DIRECTION A ▸ Translate this sentence from the scallop recipe into Spanish: "The panko breadcrumbs give them a delicate crunch without overpowering their naturally sweet flavor."

EXTRACT TO READ ▸

━━━━━━━━━━━━━━━━━━━━━━━━━━━━━━

Panko Crusted Sea Scallops

Panko Crusted Sea Scallops are a crispy, golden delight that deliver tender, buttery scallops with a crunchy coating full of flavor. Lightly breaded in seasoned panko breadcrumbs and pan-seared or oven-baked, these scallops are elegant enough for a dinner party yet simple enough for a weeknight seafood dish.

Why You’ll Love This Recipe

These scallops offer the perfect contrast—crisp on the outside and soft, juicy inside. The panko breadcrumbs give them a delicate crunch without overpowering their naturally sweet flavor. They cook quickly and look stunning on the plate, making them an ideal option for impressive dinners that don’t require a lot of time or ingredients.

ingredients

(Tip: You’ll find the full list of ingredients and measurements in the recipe card below.)

  • Large sea scallops (dry-packed, not treated with preservatives)
  • Panko breadcrumbs
  • All-purpose flour
  • Eggs
  • Garlic powder
  • Paprika
  • Salt and pepper
  • Fresh parsley or chives (for garnish)

━━━━━━━━━━━━━━━━━━━━━━━━━━━━━━

(Region segmentation data)

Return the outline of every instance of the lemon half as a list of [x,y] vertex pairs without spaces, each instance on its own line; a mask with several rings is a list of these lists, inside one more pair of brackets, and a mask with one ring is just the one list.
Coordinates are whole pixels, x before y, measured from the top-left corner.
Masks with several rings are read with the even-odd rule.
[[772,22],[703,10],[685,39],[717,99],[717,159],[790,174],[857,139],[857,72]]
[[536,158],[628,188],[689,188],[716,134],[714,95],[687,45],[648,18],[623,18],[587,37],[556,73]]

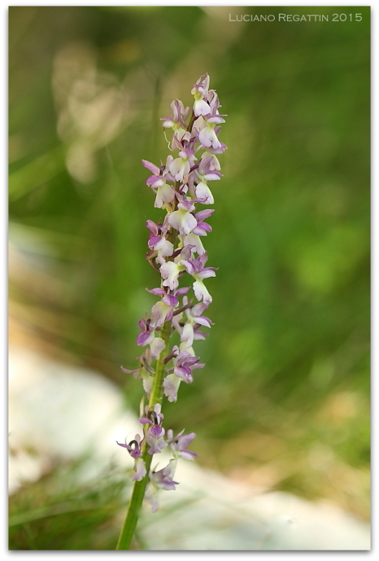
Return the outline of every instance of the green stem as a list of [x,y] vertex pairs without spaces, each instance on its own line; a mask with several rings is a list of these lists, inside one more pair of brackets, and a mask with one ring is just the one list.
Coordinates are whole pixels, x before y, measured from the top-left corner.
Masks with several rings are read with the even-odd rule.
[[[188,125],[187,126],[187,130],[188,132],[191,132],[192,127],[197,117],[193,111]],[[178,190],[179,185],[179,182],[175,182],[175,191]],[[175,210],[176,208],[177,201],[175,199],[174,201],[172,211]],[[177,231],[174,229],[171,230],[167,239],[169,241],[171,241],[172,243],[174,243],[177,234]],[[172,257],[171,259],[173,258]],[[186,306],[184,306],[183,309],[185,309],[186,307]],[[160,337],[165,342],[166,349],[167,348],[167,343],[170,339],[170,333],[171,320],[165,323],[160,333]],[[154,374],[154,381],[153,382],[153,389],[151,390],[150,399],[149,400],[149,409],[153,407],[156,403],[162,403],[162,399],[163,398],[163,378],[165,374],[165,364],[163,363],[165,358],[165,357],[159,358],[157,361],[156,372]],[[145,433],[147,430],[148,426],[146,425],[144,425],[144,432]],[[141,481],[135,481],[133,491],[132,492],[132,496],[130,498],[130,502],[129,503],[129,507],[128,508],[125,519],[124,520],[121,532],[120,532],[118,541],[117,542],[117,546],[116,547],[116,549],[127,550],[130,549],[130,543],[132,543],[133,534],[137,527],[138,517],[139,515],[139,511],[142,505],[142,501],[144,500],[144,496],[145,496],[146,488],[149,482],[149,472],[150,471],[150,466],[151,465],[151,460],[153,459],[153,456],[149,454],[147,450],[148,445],[146,445],[145,439],[144,445],[142,447],[142,459],[145,462],[146,475],[143,479],[141,480]]]
[[[171,321],[167,321],[162,329],[160,337],[165,343],[166,349],[170,339],[171,332]],[[162,354],[162,353],[161,353]],[[154,381],[153,382],[153,389],[149,400],[149,408],[153,407],[156,403],[162,403],[163,393],[162,391],[163,378],[165,374],[165,365],[163,360],[165,357],[157,360]],[[148,426],[144,425],[144,432],[147,431]],[[149,445],[146,444],[146,439],[142,447],[142,459],[144,459],[146,468],[146,475],[141,481],[135,481],[133,491],[129,503],[129,507],[124,520],[118,541],[117,542],[116,549],[128,550],[130,548],[132,539],[135,533],[139,511],[142,505],[142,501],[145,496],[147,483],[149,482],[149,472],[153,456],[148,453]]]

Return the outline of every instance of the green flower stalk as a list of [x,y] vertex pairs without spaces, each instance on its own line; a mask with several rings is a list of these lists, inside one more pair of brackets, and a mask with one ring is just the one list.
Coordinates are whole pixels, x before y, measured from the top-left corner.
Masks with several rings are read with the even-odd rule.
[[[142,436],[136,435],[128,444],[117,442],[134,459],[135,474],[116,549],[130,548],[144,499],[156,512],[160,490],[175,490],[179,485],[174,480],[178,460],[198,457],[187,450],[195,433],[184,434],[181,431],[174,436],[169,430],[166,433],[162,405],[165,397],[170,403],[176,402],[180,384],[191,384],[193,371],[204,367],[193,351],[193,342],[207,334],[200,328],[213,325],[203,315],[212,299],[204,280],[215,276],[216,268],[205,266],[208,256],[201,238],[212,231],[205,220],[214,211],[198,210],[198,205],[207,207],[214,203],[208,182],[222,177],[217,156],[226,146],[218,138],[226,116],[219,114],[219,97],[209,86],[209,78],[205,74],[193,86],[195,101],[189,119],[190,107],[184,108],[179,100],[171,104],[171,115],[162,119],[163,127],[173,130],[169,147],[178,151],[177,157],[170,154],[159,168],[142,160],[152,174],[146,184],[156,195],[154,206],[166,215],[158,224],[146,222],[150,231],[146,259],[160,273],[160,286],[149,290],[160,299],[153,306],[150,316],[139,321],[141,333],[137,344],[146,349],[139,358],[138,368],[128,370],[121,367],[125,373],[142,379],[149,402],[139,419]],[[189,298],[191,287],[179,286],[181,280],[188,277],[192,278],[193,293]],[[172,337],[177,338],[175,344],[171,342]],[[152,470],[153,456],[165,448],[171,450],[172,459],[160,469]]]

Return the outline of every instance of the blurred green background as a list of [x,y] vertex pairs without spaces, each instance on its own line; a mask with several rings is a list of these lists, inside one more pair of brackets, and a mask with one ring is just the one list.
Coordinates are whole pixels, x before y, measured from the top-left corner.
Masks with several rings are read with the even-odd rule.
[[[310,10],[329,21],[277,21]],[[198,433],[200,465],[368,519],[370,8],[331,21],[357,11],[11,7],[10,238],[35,276],[11,275],[10,338],[99,371],[137,410],[119,366],[155,301],[144,222],[160,215],[141,159],[165,160],[159,118],[208,72],[228,115],[205,239],[215,325],[167,426]],[[38,485],[11,513],[44,504]],[[16,526],[13,548],[43,548],[32,534]],[[74,535],[62,548],[95,548]]]

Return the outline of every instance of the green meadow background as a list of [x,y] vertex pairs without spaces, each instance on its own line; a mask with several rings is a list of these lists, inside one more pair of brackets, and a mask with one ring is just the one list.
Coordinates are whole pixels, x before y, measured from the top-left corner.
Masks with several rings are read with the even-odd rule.
[[[228,20],[316,12],[329,21]],[[197,433],[201,466],[367,520],[368,7],[9,8],[10,238],[36,272],[11,276],[11,316],[137,411],[119,367],[154,302],[144,223],[160,215],[141,159],[165,159],[159,119],[205,72],[228,115],[205,239],[215,325],[167,426]],[[59,469],[11,515],[53,503]],[[15,524],[10,548],[112,548],[118,529],[98,529],[118,485],[67,489],[97,508]]]

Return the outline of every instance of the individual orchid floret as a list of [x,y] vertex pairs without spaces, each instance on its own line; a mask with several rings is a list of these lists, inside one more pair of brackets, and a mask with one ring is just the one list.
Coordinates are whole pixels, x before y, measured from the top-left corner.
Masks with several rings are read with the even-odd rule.
[[225,123],[223,119],[219,115],[215,115],[213,117],[209,117],[207,121],[207,124],[202,128],[199,133],[199,141],[205,148],[221,148],[221,143],[217,138],[217,135],[214,130],[216,125],[220,123]]
[[174,290],[179,286],[179,276],[184,271],[184,266],[180,261],[177,263],[174,261],[167,261],[159,269],[163,286],[167,286],[170,290]]
[[[185,302],[186,301],[184,298],[183,303],[185,304]],[[202,315],[203,311],[208,307],[208,305],[207,302],[200,302],[186,310],[187,321],[183,327],[180,340],[182,342],[186,342],[188,346],[192,346],[195,333],[200,325],[206,327],[211,327],[213,325],[213,322],[209,318]],[[200,336],[200,338],[202,338],[202,337]]]
[[142,480],[146,474],[145,462],[141,457],[142,456],[142,452],[141,450],[142,441],[143,439],[141,440],[139,435],[136,434],[135,440],[131,440],[129,444],[121,444],[120,442],[117,442],[118,446],[122,446],[123,448],[126,448],[128,450],[130,456],[135,460],[134,471],[135,471],[135,475],[133,475],[132,478],[132,481],[141,481],[141,480]]
[[190,173],[191,167],[196,158],[193,150],[188,149],[181,150],[179,156],[179,158],[176,158],[172,162],[169,170],[175,181],[183,182],[184,178]]
[[141,364],[141,366],[139,368],[135,368],[132,370],[128,370],[128,368],[124,368],[123,366],[120,367],[121,370],[125,374],[132,374],[135,378],[142,380],[142,386],[144,390],[146,393],[148,399],[150,397],[153,387],[153,378],[151,374],[154,374],[154,370],[151,367],[152,358],[153,357],[151,356],[150,349],[146,349],[144,353],[139,358],[139,363]]
[[142,333],[140,333],[137,338],[137,344],[139,346],[149,345],[154,339],[154,330],[151,323],[151,320],[150,319],[141,319],[138,322],[138,325],[142,331]]
[[204,285],[203,279],[209,276],[216,276],[214,271],[218,269],[218,267],[205,267],[204,265],[207,259],[208,256],[205,252],[199,255],[196,259],[184,259],[181,262],[187,272],[195,279],[193,283],[195,296],[199,302],[202,300],[204,302],[211,302],[212,296]]
[[147,431],[146,440],[149,445],[149,454],[158,454],[167,445],[165,442],[165,429],[162,426],[163,415],[160,412],[160,404],[156,403],[153,409],[147,409],[147,417],[142,417],[139,422],[151,425]]
[[174,436],[172,431],[169,429],[167,431],[168,440],[167,442],[170,445],[174,459],[179,459],[181,457],[186,460],[193,461],[195,458],[199,457],[198,454],[191,450],[187,450],[186,447],[193,440],[196,433],[183,434],[184,432],[184,429],[181,431],[176,436]]
[[202,159],[198,167],[193,172],[199,182],[195,187],[195,192],[198,198],[204,205],[212,205],[214,203],[213,195],[207,184],[207,182],[215,181],[221,177],[219,172],[211,169],[212,163],[212,156],[205,160]]
[[195,96],[193,113],[197,117],[200,115],[208,115],[211,112],[209,104],[204,99],[208,94],[209,86],[209,76],[208,74],[205,74],[198,80],[191,91]]
[[172,459],[167,465],[158,471],[151,471],[149,474],[150,487],[145,494],[145,499],[150,503],[151,512],[155,513],[159,508],[158,494],[160,489],[166,491],[174,491],[175,485],[179,485],[177,481],[172,479],[177,467],[177,460]]
[[[181,140],[187,131],[186,119],[188,116],[190,108],[186,107],[184,109],[184,106],[180,100],[174,100],[170,107],[171,115],[160,119],[163,121],[162,125],[165,128],[172,128],[176,138],[178,140]],[[174,149],[174,141],[171,144],[171,149]]]
[[[160,327],[166,321],[170,321],[174,315],[174,310],[179,305],[179,299],[176,296],[166,294],[163,289],[153,289],[158,291],[162,290],[160,294],[164,296],[161,300],[155,304],[151,309],[151,323],[156,327]],[[149,292],[153,292],[153,290]],[[157,294],[157,292],[153,292]]]
[[138,322],[142,333],[137,338],[137,344],[139,346],[150,345],[150,351],[153,358],[158,358],[159,355],[165,349],[165,343],[160,337],[154,337],[156,326],[152,325],[150,318],[147,320],[141,319]]
[[169,215],[168,223],[182,236],[186,236],[198,224],[198,221],[191,214],[193,210],[195,210],[193,202],[182,198],[178,203],[178,210]]
[[[181,260],[188,259],[191,255],[191,250],[194,246],[186,245],[184,246],[180,253],[177,255],[174,261],[167,261],[160,267],[160,272],[163,278],[162,283],[163,286],[167,286],[170,290],[175,291],[175,294],[179,294],[179,275],[185,271],[185,267],[183,265]],[[181,292],[184,294],[184,292]]]
[[212,226],[207,222],[205,222],[204,220],[209,218],[213,212],[214,212],[213,208],[205,208],[204,210],[200,210],[196,212],[195,217],[198,224],[192,231],[192,234],[195,234],[198,236],[207,236],[208,232],[212,232]]
[[[170,160],[170,163],[172,161],[172,157]],[[165,205],[169,205],[175,196],[175,191],[172,185],[169,185],[166,182],[167,180],[174,181],[174,177],[168,173],[167,164],[165,166],[163,165],[161,168],[158,168],[147,160],[142,160],[142,164],[153,173],[153,175],[148,177],[146,185],[149,185],[154,191],[156,189],[154,206],[156,208],[162,208]]]
[[192,371],[202,368],[205,365],[200,364],[198,356],[192,356],[189,353],[180,352],[174,359],[174,374],[186,384],[193,381]]
[[167,374],[163,380],[163,392],[171,403],[177,400],[180,382],[180,378],[178,378],[174,374]]
[[158,226],[153,220],[146,220],[146,226],[151,231],[147,245],[153,252],[157,252],[156,261],[162,265],[165,263],[165,257],[170,257],[174,252],[174,245],[166,238],[168,224]]
[[222,154],[224,150],[227,150],[228,147],[226,144],[224,144],[223,142],[220,142],[220,146],[219,148],[212,148],[209,147],[207,148],[205,151],[204,151],[201,156],[201,159],[205,160],[207,158],[212,158],[212,162],[210,164],[211,170],[216,170],[216,171],[220,171],[221,169],[221,166],[220,165],[220,162],[217,159],[216,154]]

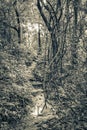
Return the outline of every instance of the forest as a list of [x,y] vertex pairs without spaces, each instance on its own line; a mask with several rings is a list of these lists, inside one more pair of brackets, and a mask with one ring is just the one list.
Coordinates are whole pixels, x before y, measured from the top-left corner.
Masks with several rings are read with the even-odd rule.
[[0,0],[0,130],[87,130],[86,52],[87,0]]

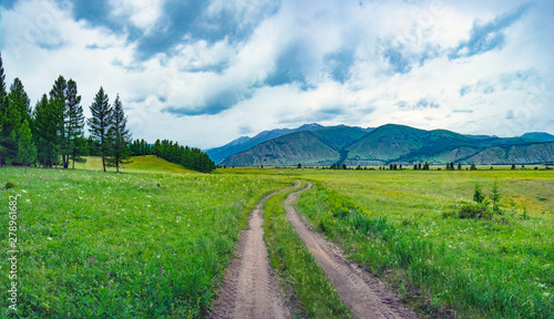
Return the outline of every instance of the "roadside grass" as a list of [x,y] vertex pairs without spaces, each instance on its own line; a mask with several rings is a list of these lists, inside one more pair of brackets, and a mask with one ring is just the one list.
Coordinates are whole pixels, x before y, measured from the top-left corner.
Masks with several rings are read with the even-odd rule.
[[[425,316],[554,318],[552,172],[306,175],[319,181],[298,200],[312,227]],[[443,217],[494,181],[502,215]]]
[[264,213],[264,239],[271,266],[277,269],[285,291],[301,309],[295,318],[351,318],[348,307],[327,278],[318,261],[288,222],[283,206],[290,192],[269,198]]
[[[157,169],[0,169],[1,185],[17,185],[0,191],[2,251],[12,249],[8,196],[21,195],[16,317],[205,316],[249,212],[290,181]],[[9,263],[0,259],[3,296]],[[14,316],[8,298],[0,305],[0,317]]]

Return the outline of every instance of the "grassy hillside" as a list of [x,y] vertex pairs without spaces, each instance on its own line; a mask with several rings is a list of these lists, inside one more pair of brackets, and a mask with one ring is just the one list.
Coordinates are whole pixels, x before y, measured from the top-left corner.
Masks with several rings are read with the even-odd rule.
[[[20,195],[20,317],[203,317],[247,214],[263,195],[291,184],[182,174],[154,157],[136,160],[124,174],[98,172],[95,161],[85,165],[92,169],[0,169],[0,184],[17,185],[0,191],[3,205]],[[8,225],[4,212],[0,223]],[[0,236],[8,238],[8,227]],[[10,249],[8,240],[1,245]],[[2,258],[0,270],[9,263]],[[1,276],[0,288],[9,285]],[[9,301],[0,302],[3,317]]]
[[[552,318],[554,172],[304,173],[319,181],[299,200],[312,227],[388,277],[421,312]],[[501,215],[450,215],[472,200],[475,183],[490,194],[494,181]]]
[[[78,169],[102,171],[102,157],[86,156],[85,163],[75,163]],[[160,173],[195,173],[186,169],[177,164],[170,163],[155,155],[134,156],[131,157],[131,163],[120,167],[122,173],[127,172],[160,172]],[[70,165],[71,166],[71,165]],[[114,167],[106,167],[110,172],[115,172]]]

━━━━━━━━━━━━━━━━━━━━━━━━━━━━━━

DIRECTION B ▸ Copy out every line of the records that contains the string "background". Case counts, so match only that exact lettering.

RESULT A ▸ El pan rallado panko les da un crujido delicado sin opacar su sabor naturalmente dulce.

RESULT B ▸
Return the outline of every instance of the blurred green background as a list of [x,y] vertex pairs without spaces, each instance on its own line; a mask with several rings is a list of these lists, inside one more pair of brackets, and a mask with one ring is just the one list.
Return the outline of every instance of the green meadow background as a list of [x,y] vertex pairs without spaces, each instance on its own line; a mask with several rings is a list of these lists, inside one more pair of brackets, and a mask with one ring is just the one list.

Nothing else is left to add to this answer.